--- START Information shown ---
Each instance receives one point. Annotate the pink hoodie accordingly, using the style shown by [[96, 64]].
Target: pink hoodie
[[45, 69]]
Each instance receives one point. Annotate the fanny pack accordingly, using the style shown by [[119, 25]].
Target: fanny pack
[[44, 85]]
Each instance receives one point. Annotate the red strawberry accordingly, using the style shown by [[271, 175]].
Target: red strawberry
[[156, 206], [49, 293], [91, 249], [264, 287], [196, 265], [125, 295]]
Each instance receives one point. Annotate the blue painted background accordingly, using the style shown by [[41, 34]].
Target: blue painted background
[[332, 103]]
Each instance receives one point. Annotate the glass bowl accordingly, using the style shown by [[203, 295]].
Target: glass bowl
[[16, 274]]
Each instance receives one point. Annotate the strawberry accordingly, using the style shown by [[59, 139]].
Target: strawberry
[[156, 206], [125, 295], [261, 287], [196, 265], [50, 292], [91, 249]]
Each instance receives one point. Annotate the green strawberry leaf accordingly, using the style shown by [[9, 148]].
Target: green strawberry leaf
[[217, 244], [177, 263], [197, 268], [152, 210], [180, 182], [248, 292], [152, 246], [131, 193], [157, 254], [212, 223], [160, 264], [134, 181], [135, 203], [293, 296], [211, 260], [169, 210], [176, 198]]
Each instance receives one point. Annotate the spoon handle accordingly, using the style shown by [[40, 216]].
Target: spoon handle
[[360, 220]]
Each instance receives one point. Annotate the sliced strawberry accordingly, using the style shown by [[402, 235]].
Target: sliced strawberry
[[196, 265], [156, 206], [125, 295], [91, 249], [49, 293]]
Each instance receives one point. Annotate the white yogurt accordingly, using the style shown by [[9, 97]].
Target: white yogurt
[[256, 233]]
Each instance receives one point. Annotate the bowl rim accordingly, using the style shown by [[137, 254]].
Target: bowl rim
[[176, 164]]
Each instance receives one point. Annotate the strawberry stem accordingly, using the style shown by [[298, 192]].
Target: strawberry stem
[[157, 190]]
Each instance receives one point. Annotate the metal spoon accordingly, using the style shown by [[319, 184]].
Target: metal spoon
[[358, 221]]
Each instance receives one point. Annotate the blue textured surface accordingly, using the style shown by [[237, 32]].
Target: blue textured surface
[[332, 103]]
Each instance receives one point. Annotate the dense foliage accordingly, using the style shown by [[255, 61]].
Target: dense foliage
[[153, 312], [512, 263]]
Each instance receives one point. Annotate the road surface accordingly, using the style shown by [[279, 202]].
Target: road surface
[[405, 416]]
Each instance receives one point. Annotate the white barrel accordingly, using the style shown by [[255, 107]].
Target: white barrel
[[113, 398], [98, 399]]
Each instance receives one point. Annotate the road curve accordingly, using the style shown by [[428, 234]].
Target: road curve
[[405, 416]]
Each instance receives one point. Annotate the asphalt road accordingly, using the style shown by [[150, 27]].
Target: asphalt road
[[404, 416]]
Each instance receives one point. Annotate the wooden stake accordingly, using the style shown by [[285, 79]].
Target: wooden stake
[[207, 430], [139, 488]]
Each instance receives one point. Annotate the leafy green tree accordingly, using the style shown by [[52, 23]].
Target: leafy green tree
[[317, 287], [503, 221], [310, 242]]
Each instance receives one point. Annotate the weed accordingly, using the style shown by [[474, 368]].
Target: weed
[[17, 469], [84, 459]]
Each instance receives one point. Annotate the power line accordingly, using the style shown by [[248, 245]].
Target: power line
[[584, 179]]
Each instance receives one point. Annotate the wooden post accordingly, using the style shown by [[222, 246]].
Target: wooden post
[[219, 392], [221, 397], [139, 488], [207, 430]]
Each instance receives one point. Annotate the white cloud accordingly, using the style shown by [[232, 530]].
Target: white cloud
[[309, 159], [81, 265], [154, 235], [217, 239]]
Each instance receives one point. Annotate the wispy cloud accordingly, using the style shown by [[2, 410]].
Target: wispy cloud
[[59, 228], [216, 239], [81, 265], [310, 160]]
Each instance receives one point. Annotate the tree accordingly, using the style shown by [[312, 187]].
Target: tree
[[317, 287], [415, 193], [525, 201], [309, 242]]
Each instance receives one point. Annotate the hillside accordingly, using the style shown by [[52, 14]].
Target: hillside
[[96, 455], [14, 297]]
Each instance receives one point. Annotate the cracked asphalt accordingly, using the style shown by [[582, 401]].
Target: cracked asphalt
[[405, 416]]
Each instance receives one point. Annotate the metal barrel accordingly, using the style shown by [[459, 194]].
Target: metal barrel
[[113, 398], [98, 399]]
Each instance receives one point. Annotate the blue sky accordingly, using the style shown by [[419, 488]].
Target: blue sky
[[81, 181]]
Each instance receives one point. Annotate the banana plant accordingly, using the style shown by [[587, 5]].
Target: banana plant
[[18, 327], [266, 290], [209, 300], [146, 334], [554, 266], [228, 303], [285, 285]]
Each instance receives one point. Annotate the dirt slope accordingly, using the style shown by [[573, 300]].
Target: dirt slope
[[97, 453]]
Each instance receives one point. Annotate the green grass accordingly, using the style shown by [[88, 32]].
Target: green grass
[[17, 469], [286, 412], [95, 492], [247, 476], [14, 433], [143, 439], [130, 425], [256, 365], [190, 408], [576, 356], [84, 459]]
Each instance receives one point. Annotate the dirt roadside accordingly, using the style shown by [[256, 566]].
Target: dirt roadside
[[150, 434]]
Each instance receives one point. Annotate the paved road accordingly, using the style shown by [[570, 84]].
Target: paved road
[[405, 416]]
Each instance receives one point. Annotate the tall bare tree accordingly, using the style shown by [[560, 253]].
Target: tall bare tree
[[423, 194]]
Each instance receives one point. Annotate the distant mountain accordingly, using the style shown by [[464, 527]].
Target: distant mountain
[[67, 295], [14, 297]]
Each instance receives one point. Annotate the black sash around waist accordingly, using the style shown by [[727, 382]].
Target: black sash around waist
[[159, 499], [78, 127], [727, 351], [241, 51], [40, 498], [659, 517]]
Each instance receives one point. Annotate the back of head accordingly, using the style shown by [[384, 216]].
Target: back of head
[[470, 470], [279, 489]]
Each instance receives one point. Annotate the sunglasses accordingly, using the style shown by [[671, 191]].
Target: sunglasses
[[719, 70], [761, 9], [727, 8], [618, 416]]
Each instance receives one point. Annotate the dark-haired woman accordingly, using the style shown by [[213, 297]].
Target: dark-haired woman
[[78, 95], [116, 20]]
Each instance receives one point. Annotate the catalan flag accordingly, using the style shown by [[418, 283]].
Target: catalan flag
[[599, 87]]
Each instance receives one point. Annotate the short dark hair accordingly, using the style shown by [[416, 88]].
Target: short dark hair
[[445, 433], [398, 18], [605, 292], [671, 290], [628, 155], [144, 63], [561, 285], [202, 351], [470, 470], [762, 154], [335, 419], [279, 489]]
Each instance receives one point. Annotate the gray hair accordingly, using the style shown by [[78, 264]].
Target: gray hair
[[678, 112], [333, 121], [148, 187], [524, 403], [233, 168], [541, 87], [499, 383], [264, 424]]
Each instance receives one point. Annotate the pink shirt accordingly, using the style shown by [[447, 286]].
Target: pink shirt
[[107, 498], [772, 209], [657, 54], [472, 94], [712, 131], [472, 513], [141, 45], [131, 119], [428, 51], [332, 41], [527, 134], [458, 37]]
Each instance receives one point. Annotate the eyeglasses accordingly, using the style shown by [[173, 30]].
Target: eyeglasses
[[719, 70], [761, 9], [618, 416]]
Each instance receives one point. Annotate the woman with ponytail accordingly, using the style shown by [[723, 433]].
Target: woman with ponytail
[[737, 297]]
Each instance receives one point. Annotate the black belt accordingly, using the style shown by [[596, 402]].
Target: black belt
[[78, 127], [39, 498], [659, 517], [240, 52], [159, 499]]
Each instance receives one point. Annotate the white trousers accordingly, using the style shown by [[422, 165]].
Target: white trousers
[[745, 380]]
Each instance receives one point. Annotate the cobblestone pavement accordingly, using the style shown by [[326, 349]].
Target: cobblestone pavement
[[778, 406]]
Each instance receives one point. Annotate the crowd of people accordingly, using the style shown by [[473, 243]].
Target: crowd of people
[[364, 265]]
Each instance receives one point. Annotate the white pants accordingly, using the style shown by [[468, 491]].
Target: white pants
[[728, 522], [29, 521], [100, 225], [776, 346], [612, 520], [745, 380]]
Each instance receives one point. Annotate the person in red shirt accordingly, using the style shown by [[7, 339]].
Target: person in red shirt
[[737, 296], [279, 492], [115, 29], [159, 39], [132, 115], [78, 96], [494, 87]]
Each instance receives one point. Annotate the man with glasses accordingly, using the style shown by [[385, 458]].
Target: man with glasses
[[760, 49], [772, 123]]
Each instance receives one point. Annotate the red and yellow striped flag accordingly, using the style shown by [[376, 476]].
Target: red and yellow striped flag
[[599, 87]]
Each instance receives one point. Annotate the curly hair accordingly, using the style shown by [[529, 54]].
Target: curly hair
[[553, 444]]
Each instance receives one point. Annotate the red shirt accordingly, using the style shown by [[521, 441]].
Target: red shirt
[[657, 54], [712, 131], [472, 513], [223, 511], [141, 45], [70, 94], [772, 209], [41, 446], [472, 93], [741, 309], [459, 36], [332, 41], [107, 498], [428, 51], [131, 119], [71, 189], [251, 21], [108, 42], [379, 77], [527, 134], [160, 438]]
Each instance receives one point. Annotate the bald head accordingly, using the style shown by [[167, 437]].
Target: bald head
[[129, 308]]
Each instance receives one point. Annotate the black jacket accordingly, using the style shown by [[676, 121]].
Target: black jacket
--- END Information shown ---
--- START Information shown ---
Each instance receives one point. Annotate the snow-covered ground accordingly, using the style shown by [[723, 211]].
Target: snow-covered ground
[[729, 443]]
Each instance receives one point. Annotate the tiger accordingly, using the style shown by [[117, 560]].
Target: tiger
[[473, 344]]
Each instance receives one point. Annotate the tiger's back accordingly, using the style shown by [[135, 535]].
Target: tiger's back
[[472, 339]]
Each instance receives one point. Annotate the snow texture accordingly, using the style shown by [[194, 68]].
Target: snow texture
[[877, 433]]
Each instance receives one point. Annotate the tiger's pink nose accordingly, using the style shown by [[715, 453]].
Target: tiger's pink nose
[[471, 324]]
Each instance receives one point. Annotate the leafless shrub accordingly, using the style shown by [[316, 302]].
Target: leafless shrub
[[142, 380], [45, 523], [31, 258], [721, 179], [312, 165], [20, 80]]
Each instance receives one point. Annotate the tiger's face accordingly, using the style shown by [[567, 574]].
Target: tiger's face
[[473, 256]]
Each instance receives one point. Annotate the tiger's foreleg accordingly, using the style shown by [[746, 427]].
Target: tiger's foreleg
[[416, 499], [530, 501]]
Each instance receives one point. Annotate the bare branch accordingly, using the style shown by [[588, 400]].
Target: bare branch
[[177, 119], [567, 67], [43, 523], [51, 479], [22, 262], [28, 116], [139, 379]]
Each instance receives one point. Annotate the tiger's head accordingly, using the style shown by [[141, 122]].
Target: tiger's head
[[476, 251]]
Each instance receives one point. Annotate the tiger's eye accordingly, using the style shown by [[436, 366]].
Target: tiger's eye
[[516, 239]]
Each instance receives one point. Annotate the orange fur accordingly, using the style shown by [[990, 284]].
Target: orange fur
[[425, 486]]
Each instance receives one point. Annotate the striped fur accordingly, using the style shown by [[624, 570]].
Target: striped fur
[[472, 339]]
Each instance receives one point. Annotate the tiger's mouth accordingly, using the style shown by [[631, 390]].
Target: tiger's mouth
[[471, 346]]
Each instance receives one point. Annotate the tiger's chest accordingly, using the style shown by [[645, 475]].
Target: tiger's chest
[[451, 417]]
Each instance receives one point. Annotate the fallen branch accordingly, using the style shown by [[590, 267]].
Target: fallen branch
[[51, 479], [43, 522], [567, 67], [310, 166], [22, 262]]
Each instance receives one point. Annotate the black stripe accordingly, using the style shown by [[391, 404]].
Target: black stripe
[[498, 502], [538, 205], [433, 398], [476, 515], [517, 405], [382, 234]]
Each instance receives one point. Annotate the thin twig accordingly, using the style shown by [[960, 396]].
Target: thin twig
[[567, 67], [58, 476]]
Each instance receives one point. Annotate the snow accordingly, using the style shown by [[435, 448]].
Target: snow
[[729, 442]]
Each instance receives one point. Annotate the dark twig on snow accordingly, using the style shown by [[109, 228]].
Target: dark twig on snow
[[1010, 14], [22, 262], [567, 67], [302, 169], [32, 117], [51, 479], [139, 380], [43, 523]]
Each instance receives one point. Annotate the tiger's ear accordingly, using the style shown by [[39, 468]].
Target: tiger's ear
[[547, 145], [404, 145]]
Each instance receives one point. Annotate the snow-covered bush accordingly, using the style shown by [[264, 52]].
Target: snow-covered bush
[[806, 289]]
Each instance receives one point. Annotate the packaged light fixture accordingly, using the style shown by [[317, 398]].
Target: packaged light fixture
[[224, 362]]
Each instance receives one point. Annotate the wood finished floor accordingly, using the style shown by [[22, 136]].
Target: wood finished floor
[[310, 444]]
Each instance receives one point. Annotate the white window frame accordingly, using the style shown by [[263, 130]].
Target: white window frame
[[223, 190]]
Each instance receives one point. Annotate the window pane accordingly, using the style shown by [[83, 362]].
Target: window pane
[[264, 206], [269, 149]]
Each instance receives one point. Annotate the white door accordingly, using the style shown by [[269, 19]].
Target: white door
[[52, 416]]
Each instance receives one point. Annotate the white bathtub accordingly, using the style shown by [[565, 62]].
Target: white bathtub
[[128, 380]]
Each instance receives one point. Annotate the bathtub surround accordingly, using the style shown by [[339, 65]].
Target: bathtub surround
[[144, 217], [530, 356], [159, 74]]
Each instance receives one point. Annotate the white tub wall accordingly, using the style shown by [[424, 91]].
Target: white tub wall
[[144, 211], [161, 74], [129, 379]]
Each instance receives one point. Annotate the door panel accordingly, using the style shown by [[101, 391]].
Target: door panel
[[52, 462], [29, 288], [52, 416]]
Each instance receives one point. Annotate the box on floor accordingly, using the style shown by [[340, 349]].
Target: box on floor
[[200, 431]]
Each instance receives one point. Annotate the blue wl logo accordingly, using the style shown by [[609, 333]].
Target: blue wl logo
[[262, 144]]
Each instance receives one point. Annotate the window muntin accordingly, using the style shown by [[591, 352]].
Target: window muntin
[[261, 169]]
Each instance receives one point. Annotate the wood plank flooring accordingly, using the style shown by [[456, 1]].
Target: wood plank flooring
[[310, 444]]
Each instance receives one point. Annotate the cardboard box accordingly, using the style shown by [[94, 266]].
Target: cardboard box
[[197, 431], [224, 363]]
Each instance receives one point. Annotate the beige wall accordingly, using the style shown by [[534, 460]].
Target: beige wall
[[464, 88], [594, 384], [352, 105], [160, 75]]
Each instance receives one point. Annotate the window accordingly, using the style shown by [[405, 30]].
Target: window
--- END Information shown ---
Reproduce the listing from the line with "Each instance receives one point. Annotate the pink hoodie" up to and including the line with "[[256, 233]]", scaling each answer coordinate by 1.65 and rounding it to a whole number, with halves rounded up. Leave the request lines and the sample coordinates they contain unchanged.

Each instance receives one point. Annotate the pink hoodie accordingly, using the style shown by [[96, 64]].
Target: pink hoodie
[[74, 114]]
Each instance receives one point. Annotate the fanny pack accordingly, using the style shown by [[119, 25]].
Target: fanny pack
[[73, 140]]
Each instance receives one point. Annotate the red strawberry accordingly, using the style shown by [[271, 175]].
Target: red strawberry
[[257, 340], [81, 483], [150, 411], [436, 474], [323, 437], [206, 487]]
Each instance receives one point. Annotate the blue painted background accordingly, using the style shown by [[41, 34]].
Target: blue painted background
[[548, 170]]
Each instance receives one point. Annotate the glass bowl accordingly, using the style shown by [[203, 295]].
Target: glass bowl
[[26, 452]]
Each instance receives one point. Annotate the strawberry accordingly, using the style shown by [[59, 139]].
Target: strawberry
[[257, 340], [206, 487], [431, 474], [323, 437], [83, 482], [150, 411]]
Each instance receives one point. Annotate the green strawberry leaf accordingly, using the style shown by [[9, 148]].
Target: green strawberry leaf
[[358, 403], [292, 434], [325, 442], [251, 347], [297, 300], [409, 482], [251, 406], [216, 318], [259, 419], [350, 368], [264, 436], [221, 299], [223, 335], [483, 488], [348, 429], [279, 347], [290, 327]]
Each instance receives one point. Annotate the spoon handle accordingly, using the style shown by [[40, 216]].
Target: spoon handle
[[594, 363]]
Each instance receives one point. Annotate the sliced strawberry accordingly, using the style shown by [[402, 235]].
Target: sliced strawberry
[[323, 437], [257, 340], [206, 487], [150, 411], [81, 483]]
Each instance receives one point. Annotate the white yogurt accordingly, using the style shown by [[9, 97]].
Target: white yogurt
[[422, 384]]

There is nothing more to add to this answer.